● The request
Change every "Place a dot" in the rows below to "Put a marker", keeping everything else the same.

● Coordinate annotation entries
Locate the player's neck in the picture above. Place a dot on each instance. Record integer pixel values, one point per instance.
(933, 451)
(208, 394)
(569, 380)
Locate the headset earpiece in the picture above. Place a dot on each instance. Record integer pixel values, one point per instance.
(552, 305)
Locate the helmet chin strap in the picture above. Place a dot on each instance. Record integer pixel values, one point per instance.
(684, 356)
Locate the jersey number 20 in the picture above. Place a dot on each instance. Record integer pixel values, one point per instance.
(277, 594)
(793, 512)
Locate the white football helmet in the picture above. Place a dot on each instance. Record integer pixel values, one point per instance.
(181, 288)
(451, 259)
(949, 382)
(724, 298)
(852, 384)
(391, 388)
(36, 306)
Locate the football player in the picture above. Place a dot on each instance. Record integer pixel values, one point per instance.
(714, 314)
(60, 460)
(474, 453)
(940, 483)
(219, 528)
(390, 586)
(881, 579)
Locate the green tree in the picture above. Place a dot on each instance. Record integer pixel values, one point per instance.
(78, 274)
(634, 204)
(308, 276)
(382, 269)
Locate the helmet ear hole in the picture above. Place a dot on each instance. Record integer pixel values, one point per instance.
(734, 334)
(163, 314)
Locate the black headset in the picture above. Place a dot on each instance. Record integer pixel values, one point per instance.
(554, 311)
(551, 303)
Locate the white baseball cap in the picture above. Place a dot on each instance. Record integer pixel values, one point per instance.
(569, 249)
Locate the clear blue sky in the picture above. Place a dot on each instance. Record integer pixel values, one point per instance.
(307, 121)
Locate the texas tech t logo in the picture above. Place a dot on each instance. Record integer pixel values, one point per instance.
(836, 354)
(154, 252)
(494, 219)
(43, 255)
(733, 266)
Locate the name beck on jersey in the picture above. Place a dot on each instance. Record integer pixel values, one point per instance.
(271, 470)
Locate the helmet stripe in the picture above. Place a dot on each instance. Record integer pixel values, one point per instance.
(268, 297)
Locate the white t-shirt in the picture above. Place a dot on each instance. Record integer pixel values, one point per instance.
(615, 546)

● Answer to the exercise
Locate the player's neck in the picture above. Put a marker on each instance. Record integer pixel values, one point per instance.
(933, 451)
(208, 394)
(569, 380)
Locate the headset earpiece in the picture above. Put a marker on each instance. Record integer pixel values, one point per instance.
(552, 305)
Locate the helmet chin strap in the picture above. Put a marker on each instance. Record integer pixel values, one point per instance.
(684, 356)
Locate the jersey number 20 in the picture above. Put a marker on each instance. Record integer pixel values, one point per instance.
(277, 594)
(793, 512)
Locate the white football helmet in the picture above. Put a marker on each instance. Record integer pixel values, one point per instance.
(181, 288)
(451, 259)
(949, 382)
(724, 298)
(852, 384)
(391, 388)
(36, 306)
Locate the football player in the picture above. Put a marker on each instance. Record integer pixel values, one point per instance.
(714, 314)
(60, 460)
(474, 453)
(940, 483)
(219, 528)
(390, 586)
(881, 579)
Locate the green tree in the picture above. Put a marker on each instance. Record integer pixel values, one point per instance.
(78, 274)
(634, 204)
(308, 276)
(382, 269)
Locate the helmet ear hole in the picture above. Put a marker on each instance. Record integer pixel values, one point per instance.
(734, 334)
(163, 314)
Locate the black headset in the picture above. Put a marker on each instance. Record integer pixel values, one point per instance.
(554, 311)
(551, 303)
Locate the white baseball cap in the picture above. Put a marker on each instance. Record integer pixel values, one point per instance.
(569, 249)
Locate the clear blue sky in the picture above. Put a marker on each instance. Record integer pixel values, one point per instance.
(307, 121)
Locate the texas tech t logo in the picture above. Put a marker on each instance. Record integer pixel values, one point per instance.
(836, 354)
(154, 252)
(494, 219)
(43, 255)
(733, 266)
Locate the name beck on jersey in the picture above. Put a marker on each instance. Record integer pixel values, one point per instance.
(271, 470)
Locate the helmet stripe in the picture above. Put a marker on each instance. Record integer pixel values, one point per instance.
(268, 297)
Locate the white t-shirt in the picture above. Put a marker on each instance. Record integer pixel values, one point per instance.
(615, 546)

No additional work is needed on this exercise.